_Stated exercise_. In the data that follows, find the line containing "For every instance of the shredded"; then quote that line and every line after it, exactly, through the last one.

_Provided material_.
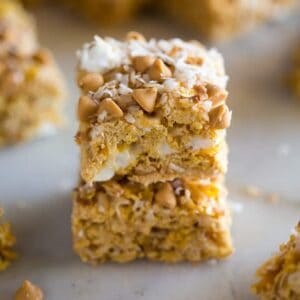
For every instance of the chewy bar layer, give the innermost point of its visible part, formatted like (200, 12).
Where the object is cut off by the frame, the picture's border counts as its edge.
(106, 12)
(279, 277)
(220, 19)
(31, 86)
(169, 222)
(153, 110)
(7, 241)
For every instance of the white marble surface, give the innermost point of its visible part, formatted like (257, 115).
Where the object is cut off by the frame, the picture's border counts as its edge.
(36, 178)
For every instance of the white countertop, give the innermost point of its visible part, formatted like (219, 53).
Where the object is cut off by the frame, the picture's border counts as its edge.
(37, 178)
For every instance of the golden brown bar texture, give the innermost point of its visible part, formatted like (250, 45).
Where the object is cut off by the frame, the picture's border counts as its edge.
(152, 110)
(7, 241)
(279, 277)
(31, 86)
(152, 136)
(172, 221)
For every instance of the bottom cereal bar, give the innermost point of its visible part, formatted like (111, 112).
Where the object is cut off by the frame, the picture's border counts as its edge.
(279, 277)
(7, 241)
(172, 221)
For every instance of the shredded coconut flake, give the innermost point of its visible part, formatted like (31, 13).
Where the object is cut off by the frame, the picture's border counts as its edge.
(104, 54)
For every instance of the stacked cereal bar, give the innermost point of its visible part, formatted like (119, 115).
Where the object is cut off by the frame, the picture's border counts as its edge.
(153, 119)
(7, 241)
(220, 19)
(280, 275)
(120, 220)
(31, 86)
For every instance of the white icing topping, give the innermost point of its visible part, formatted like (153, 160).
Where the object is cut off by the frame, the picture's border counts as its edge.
(105, 173)
(119, 161)
(198, 143)
(105, 54)
(101, 55)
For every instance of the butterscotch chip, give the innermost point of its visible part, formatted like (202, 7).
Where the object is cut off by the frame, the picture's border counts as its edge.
(217, 95)
(110, 107)
(159, 70)
(86, 107)
(91, 82)
(146, 98)
(220, 117)
(165, 196)
(142, 63)
(133, 35)
(29, 291)
(42, 56)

_Reply_.
For every instance of the shredded coconut flake, give the innermost point of its visible part, formatted like (31, 13).
Where the object is cut off by the frame, the picture's border counts as its edge.
(104, 54)
For every instance of the stacked cereal bar, give the innermost point of its visible part, formatted like (119, 115).
Where the object is cut off by the frame, the picture's border counts as its edge.
(153, 119)
(7, 241)
(220, 19)
(280, 275)
(120, 220)
(31, 86)
For every instance of the white icing topping, give the innermost point of its visible part, formatted like (153, 160).
Where the object is cut off by the frame, the picture's border counts as its edge.
(105, 173)
(119, 161)
(198, 143)
(105, 54)
(101, 55)
For every instance of the butterscotch chip, give the innermost point of its visible part, formatted like (202, 7).
Where the object is cut off by the frame, the picture's border counts as its edge.
(217, 95)
(110, 107)
(159, 70)
(86, 107)
(91, 82)
(146, 98)
(220, 117)
(165, 196)
(142, 63)
(133, 35)
(29, 291)
(42, 56)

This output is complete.